▶ [INPUT MATERIAL]

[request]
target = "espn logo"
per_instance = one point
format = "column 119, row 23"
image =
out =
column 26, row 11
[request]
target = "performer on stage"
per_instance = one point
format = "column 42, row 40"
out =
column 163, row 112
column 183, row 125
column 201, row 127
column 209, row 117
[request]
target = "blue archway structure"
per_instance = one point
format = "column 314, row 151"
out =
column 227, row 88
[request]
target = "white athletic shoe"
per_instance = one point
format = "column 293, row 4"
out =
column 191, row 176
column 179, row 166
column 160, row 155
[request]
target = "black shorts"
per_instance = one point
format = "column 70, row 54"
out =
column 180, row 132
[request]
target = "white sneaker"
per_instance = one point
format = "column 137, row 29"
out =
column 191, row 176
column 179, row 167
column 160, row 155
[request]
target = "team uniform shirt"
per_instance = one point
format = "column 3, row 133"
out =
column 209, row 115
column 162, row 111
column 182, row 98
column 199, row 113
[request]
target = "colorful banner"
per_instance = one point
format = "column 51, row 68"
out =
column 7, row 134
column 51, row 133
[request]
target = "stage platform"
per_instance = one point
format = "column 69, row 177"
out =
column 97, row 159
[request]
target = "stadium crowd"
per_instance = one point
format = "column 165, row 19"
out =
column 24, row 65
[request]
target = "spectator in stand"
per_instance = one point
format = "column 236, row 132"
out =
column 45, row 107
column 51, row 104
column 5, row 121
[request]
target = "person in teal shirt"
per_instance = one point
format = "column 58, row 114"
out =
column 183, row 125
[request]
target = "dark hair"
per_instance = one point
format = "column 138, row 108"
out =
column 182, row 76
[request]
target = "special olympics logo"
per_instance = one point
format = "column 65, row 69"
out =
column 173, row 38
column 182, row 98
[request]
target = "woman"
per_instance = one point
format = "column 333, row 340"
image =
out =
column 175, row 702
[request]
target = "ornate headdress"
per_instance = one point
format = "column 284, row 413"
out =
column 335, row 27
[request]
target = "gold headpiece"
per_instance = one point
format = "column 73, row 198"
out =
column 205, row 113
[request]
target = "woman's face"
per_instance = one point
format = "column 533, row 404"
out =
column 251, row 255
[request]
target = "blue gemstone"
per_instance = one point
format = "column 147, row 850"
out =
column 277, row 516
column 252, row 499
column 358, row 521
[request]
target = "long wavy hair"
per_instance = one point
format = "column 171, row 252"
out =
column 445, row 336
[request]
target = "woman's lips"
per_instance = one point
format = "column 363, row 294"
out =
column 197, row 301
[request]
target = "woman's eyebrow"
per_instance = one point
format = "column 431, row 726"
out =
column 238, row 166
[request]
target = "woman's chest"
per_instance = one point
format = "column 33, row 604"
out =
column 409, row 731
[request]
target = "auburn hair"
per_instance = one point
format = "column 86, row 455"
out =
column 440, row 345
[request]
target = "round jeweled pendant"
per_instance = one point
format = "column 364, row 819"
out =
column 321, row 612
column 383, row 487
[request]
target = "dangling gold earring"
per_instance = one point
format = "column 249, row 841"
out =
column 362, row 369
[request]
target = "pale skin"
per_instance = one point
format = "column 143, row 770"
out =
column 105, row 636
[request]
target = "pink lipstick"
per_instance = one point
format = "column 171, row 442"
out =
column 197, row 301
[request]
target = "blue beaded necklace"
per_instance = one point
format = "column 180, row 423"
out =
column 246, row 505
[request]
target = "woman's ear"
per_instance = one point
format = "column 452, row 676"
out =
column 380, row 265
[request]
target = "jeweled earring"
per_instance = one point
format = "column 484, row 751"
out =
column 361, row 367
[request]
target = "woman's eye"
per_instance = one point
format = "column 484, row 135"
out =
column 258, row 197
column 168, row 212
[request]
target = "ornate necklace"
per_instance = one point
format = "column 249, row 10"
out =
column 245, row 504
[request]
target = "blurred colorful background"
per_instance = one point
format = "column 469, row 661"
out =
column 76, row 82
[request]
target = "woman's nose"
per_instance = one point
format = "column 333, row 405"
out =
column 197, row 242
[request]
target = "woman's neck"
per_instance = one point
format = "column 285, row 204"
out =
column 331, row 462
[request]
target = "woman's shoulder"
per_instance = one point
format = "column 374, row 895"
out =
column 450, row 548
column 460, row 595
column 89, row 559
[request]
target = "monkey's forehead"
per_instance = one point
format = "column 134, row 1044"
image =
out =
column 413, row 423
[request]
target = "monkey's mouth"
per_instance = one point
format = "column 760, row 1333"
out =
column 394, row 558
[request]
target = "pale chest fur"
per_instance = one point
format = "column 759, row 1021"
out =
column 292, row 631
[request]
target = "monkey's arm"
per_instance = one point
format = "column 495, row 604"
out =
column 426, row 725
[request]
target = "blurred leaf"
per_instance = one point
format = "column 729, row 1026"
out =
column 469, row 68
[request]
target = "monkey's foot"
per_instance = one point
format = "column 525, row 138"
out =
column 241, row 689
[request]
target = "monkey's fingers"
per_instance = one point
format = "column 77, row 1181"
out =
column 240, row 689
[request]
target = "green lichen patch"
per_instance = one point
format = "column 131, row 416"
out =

▶ [EXERCISE INSTRUCTIONS] Copy out all of the lines above word for word.

▶ [REPLY TO THE EXERCISE]
[request]
target = "espn logo"
per_instance = one point
format = "column 119, row 23"
image =
out =
column 26, row 11
[request]
target = "performer on stage"
per_instance = one point
format = "column 42, row 40"
out =
column 163, row 112
column 183, row 125
column 201, row 127
column 209, row 117
[request]
target = "blue archway structure"
per_instance = one point
format = "column 314, row 151"
out =
column 227, row 88
[request]
target = "white athletic shoe"
per_instance = one point
format = "column 293, row 4"
out =
column 191, row 176
column 179, row 166
column 160, row 155
[request]
target = "black shorts"
per_instance = one point
format = "column 70, row 54"
out =
column 180, row 132
[request]
target = "white sneaker"
per_instance = one point
format = "column 137, row 29"
out =
column 191, row 176
column 179, row 167
column 160, row 155
[request]
target = "team uniform shirt"
per_instance = one point
format = "column 3, row 133"
out =
column 209, row 115
column 162, row 111
column 182, row 98
column 199, row 113
[request]
target = "colorful banner"
per_instance = one point
format = "column 51, row 68"
out =
column 7, row 134
column 51, row 133
[request]
target = "stage platform"
per_instance = one point
format = "column 69, row 177"
out =
column 97, row 159
[request]
target = "stadium crowd"
per_instance = one point
format = "column 165, row 19"
out =
column 24, row 65
[request]
target = "spectator in stand"
per_instance = one point
format = "column 236, row 132"
out =
column 45, row 107
column 51, row 104
column 5, row 121
[request]
target = "person in teal shirt"
per_instance = one point
format = "column 58, row 114"
out =
column 183, row 125
[request]
target = "dark hair"
per_instance = one point
format = "column 138, row 108"
out =
column 182, row 76
[request]
target = "special olympics logo"
per_instance = one point
format = "column 65, row 69"
out =
column 173, row 38
column 182, row 98
[request]
target = "woman"
per_instance = one point
format = "column 333, row 340"
image =
out =
column 175, row 702
[request]
target = "ornate headdress"
per_instance = one point
format = "column 284, row 413"
out =
column 335, row 27
[request]
target = "gold headpiece"
per_instance = one point
format = "column 73, row 198"
out =
column 205, row 113
[request]
target = "woman's face"
per_instance = one point
format = "column 533, row 404"
out =
column 251, row 255
[request]
target = "blue gemstone"
per_instance = one point
format = "column 147, row 850"
out =
column 277, row 516
column 252, row 499
column 358, row 521
[request]
target = "long wavy hair"
per_instance = one point
format = "column 171, row 252"
out =
column 445, row 336
[request]
target = "woman's lips"
per_instance = one point
format = "column 363, row 294"
out =
column 197, row 301
[request]
target = "woman's eyebrow"
per_instance = one point
format = "column 431, row 726"
out =
column 238, row 166
[request]
target = "woman's chest"
per_instance = one point
format = "column 33, row 604"
out =
column 409, row 731
[request]
target = "auburn hair"
per_instance = one point
format = "column 86, row 455"
out =
column 440, row 345
[request]
target = "round jeweled pendant"
per_instance = one point
format = "column 364, row 819"
out =
column 321, row 612
column 383, row 487
[request]
target = "dangling gold earring"
per_instance = one point
format = "column 249, row 841"
out =
column 362, row 369
[request]
target = "pale skin"
per_instance = one point
format = "column 143, row 770"
out =
column 105, row 636
[request]
target = "pink lipstick"
per_instance = one point
format = "column 171, row 442"
out =
column 197, row 301
[request]
target = "blue beaded necklace"
per_instance = one point
format = "column 180, row 423"
out =
column 246, row 505
[request]
target = "woman's ear"
per_instance = one point
format = "column 452, row 676"
out =
column 380, row 265
[request]
target = "jeweled earring"
per_instance = one point
format = "column 484, row 751"
out =
column 361, row 367
[request]
target = "woman's eye"
per_instance = one point
format = "column 484, row 135"
out =
column 258, row 197
column 168, row 212
[request]
target = "ornate necklace"
per_instance = one point
format = "column 249, row 10"
out =
column 245, row 504
[request]
target = "blurred colorful background"
per_instance = one point
format = "column 469, row 661"
out =
column 76, row 82
[request]
target = "woman's nose"
per_instance = one point
format = "column 333, row 405"
out =
column 197, row 242
[request]
target = "woman's neck"
per_instance = one point
format = "column 285, row 204"
out =
column 331, row 462
[request]
target = "woman's shoulder"
per_instance = one point
format = "column 374, row 895"
out =
column 450, row 548
column 460, row 595
column 89, row 559
[request]
target = "monkey's forehead"
per_instance = one point
format = "column 134, row 1044"
image =
out =
column 413, row 423
[request]
target = "monkey's mouth"
per_instance = one point
format = "column 760, row 1333"
out =
column 394, row 558
[request]
target = "pale chest fur"
per_instance = one point
format = "column 759, row 1021"
out =
column 292, row 631
[request]
target = "monkey's arm"
per_instance = one point
format = "column 495, row 604"
out =
column 426, row 725
[request]
target = "blurred leaf"
per_instance = one point
format = "column 729, row 1026"
out =
column 469, row 68
[request]
target = "monkey's foot"
per_instance = one point
format = "column 525, row 138"
out =
column 241, row 689
[request]
target = "monkey's fingers"
per_instance = one point
format = "column 77, row 1181"
out =
column 240, row 689
[request]
target = "green lichen patch"
per_instance = one point
format = "column 131, row 416"
out =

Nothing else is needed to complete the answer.